取り組む課題 →
ロミオ役への思いを語った本文を、最後の文に続けて書き進めてください。

ロミオと似ているのは、マイペースなところくらいかな。人がなんと言おうと、自分の道を行くというところは僕にもあります。情熱的な恋に溺れる、というのはまだ経験がないんですけれど。どの役柄を演じるときもそうなのですが、いまの自分ができるマックスを出し、25歳の今しかできない僕のロミオを演じきりたいですね。
僕は役柄との出会いは運命だと思っています。年齢もそうだし、演出家がキャラクターに合うと思っていただかないとキャスティングしていただけません。仮にオファーしていただいてもかの作品がかぶっていたら出演できない……。25歳の今、ロミオ役と出会ったのはやはり運命だし、ロミオという役柄を演じることができるのは最初で最後のチャンスだと思ってやっています。

[保存済みデータ項目]
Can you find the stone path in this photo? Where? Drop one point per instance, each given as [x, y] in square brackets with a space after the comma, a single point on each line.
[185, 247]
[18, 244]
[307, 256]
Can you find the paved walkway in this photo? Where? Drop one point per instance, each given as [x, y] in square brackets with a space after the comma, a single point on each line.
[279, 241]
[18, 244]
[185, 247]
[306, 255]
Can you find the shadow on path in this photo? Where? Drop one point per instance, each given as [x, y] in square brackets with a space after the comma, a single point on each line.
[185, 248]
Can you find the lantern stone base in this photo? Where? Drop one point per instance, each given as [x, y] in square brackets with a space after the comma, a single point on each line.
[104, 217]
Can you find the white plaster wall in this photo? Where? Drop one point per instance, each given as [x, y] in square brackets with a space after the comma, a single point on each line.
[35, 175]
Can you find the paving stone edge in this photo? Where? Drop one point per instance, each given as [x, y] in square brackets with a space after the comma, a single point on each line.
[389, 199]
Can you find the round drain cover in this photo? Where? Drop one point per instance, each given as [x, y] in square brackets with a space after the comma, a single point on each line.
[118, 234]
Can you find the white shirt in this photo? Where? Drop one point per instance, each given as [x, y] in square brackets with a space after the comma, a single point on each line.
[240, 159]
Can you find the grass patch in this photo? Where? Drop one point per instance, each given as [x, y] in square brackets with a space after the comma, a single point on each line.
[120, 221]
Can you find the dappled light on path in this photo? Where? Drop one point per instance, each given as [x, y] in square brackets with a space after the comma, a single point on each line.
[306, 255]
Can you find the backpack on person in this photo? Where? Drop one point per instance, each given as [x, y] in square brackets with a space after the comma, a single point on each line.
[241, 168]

演習結果 →
ミュージカル『ロミオ&ジュリエット』は、今回の公演の前に、フランス版も、宝塚版も拝見しました。ダンスや衣裳、照明、セット──そのすべての完成度が高く、それが渾然一体となってのハイレベルな総合芸術だと思います。楽曲がまた、ストーリーとマッチしていて、音楽だけで涙が出るくらいに感動しました。ブロードウェイやウエストエンドのミュージカルが主流の日本ではあまりなじみのないものなのですが、でもとても繊細で、美しくて……。歌うのは大変なんですけどね(笑)。
21歳で、『レ・ミゼラブル』のマリウス役でデビューして以来、どの現場でも僕が最年少でした。でもこの作品では同世代や年下の方もいる。相手役のジュリエットのふたりもオーディションで選ばれた新人の方です。だからこそ、僕がこれまで経験してきたミュージカルの現場とはまた違って、学校のような同世代の仲間の空気感がポイントになっているのではないかと思うんです。青春みたいな感じというのかな(笑)。物語のシチュエーションもそんな感じでしょう? そんな若い作り手たちの空気感を大事にしたいし、毎日の舞台でも表現したいですね。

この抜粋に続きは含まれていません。